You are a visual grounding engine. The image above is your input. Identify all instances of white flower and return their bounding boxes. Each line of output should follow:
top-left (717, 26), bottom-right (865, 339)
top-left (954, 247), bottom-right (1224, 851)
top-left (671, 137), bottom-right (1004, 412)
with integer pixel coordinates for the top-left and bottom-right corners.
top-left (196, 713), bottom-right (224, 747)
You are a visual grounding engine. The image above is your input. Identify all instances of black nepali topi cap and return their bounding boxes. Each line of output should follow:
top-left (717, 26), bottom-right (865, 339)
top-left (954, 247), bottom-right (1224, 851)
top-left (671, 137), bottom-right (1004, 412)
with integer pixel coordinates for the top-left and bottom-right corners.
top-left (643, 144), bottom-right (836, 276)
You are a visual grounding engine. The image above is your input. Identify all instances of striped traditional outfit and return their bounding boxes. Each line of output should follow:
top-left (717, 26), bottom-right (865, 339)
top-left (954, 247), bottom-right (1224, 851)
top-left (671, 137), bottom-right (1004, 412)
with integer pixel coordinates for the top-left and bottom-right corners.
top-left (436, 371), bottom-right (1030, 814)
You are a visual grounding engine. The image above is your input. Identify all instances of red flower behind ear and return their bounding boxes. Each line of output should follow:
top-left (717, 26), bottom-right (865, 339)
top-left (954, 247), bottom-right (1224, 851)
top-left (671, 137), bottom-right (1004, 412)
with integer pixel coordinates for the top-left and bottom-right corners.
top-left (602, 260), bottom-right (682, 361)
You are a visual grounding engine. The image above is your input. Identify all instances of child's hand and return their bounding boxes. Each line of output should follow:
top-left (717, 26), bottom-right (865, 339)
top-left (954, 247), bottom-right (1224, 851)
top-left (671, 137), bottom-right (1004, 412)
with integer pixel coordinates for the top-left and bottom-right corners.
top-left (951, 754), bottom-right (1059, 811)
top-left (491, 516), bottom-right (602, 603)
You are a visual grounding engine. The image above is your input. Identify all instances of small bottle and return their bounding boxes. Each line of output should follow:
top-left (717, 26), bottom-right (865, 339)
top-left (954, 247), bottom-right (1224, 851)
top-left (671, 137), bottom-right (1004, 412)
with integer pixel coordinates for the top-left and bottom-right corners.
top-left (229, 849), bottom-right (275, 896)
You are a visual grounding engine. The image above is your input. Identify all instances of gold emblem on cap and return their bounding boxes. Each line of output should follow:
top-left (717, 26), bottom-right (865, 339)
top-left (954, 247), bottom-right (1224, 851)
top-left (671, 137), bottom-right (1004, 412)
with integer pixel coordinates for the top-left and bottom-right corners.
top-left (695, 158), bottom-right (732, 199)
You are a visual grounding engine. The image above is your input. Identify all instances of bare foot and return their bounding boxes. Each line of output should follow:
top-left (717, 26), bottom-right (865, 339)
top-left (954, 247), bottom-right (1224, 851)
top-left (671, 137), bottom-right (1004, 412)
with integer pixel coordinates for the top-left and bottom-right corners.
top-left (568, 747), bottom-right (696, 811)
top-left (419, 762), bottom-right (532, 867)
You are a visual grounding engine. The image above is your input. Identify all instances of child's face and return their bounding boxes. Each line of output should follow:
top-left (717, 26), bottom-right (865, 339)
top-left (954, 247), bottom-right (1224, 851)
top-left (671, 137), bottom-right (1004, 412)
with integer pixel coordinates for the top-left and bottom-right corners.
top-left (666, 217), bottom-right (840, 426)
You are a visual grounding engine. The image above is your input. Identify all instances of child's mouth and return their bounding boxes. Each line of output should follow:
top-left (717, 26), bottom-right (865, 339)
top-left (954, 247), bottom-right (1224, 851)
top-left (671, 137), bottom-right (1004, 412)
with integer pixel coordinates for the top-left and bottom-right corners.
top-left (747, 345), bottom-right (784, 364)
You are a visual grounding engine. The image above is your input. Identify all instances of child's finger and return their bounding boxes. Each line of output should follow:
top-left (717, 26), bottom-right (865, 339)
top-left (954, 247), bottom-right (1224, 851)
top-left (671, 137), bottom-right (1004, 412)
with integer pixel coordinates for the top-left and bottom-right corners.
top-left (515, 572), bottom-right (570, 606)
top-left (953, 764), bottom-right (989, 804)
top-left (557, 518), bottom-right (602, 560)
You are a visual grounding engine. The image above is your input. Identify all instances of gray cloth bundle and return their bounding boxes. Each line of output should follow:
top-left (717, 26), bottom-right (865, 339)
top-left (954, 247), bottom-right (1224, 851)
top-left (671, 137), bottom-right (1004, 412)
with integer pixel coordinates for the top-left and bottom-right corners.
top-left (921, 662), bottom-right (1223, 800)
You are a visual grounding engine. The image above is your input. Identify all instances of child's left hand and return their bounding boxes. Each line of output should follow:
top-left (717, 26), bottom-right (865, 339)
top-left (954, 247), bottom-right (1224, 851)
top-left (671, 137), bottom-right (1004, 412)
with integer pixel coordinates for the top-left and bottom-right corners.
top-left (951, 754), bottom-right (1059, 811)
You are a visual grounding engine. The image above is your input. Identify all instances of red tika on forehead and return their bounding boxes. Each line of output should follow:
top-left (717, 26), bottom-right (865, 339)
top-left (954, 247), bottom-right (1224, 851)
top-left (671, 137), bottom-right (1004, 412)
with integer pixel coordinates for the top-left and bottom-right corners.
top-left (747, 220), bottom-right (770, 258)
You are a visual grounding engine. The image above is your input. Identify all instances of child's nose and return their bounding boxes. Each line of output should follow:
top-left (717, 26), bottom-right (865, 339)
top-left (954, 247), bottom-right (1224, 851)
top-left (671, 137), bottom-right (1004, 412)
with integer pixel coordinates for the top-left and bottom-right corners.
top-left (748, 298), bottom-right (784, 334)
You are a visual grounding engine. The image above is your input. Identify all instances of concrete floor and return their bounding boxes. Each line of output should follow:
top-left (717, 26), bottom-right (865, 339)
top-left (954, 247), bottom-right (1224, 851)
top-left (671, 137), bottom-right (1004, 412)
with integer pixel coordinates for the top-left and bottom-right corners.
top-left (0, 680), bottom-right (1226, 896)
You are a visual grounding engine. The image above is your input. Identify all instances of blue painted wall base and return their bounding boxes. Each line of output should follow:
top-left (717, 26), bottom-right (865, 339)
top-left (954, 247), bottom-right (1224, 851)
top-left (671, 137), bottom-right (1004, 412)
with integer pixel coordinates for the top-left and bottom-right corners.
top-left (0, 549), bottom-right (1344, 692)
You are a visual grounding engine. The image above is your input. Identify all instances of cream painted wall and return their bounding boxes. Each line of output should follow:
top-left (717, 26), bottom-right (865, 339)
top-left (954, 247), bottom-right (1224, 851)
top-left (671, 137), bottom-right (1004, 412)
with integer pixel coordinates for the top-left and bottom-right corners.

(Written instruction):
Repeat exactly the lines from the one containing "instances of concrete" through the last line of the records above, both included, and nothing else.

(Written answer):
You are a visual grounding engine. The image above is your input. Identify all instances of concrete floor and return their bounding boxes. Each line of output should follow:
top-left (717, 26), bottom-right (865, 339)
top-left (954, 247), bottom-right (1224, 851)
top-left (671, 137), bottom-right (1004, 412)
with integer pixel coordinates for the top-left and bottom-right corners.
top-left (0, 680), bottom-right (1226, 896)
You are a visual grounding engine. The image above is your input. Identify all instances of blue painted wall base and return their bounding boxes. Each line of output should follow:
top-left (717, 26), bottom-right (865, 339)
top-left (954, 247), bottom-right (1224, 851)
top-left (671, 137), bottom-right (1004, 412)
with integer pixel coordinates for the top-left and bottom-right corners.
top-left (0, 549), bottom-right (1344, 692)
You are a visual grounding engine. The image above is your input. Identify all instances of cream painted wall and return their bounding boxes. Each line of output should follow:
top-left (717, 26), bottom-right (865, 339)
top-left (954, 247), bottom-right (1224, 851)
top-left (671, 137), bottom-right (1004, 412)
with integer pixel coordinates for the top-left and bottom-right corners.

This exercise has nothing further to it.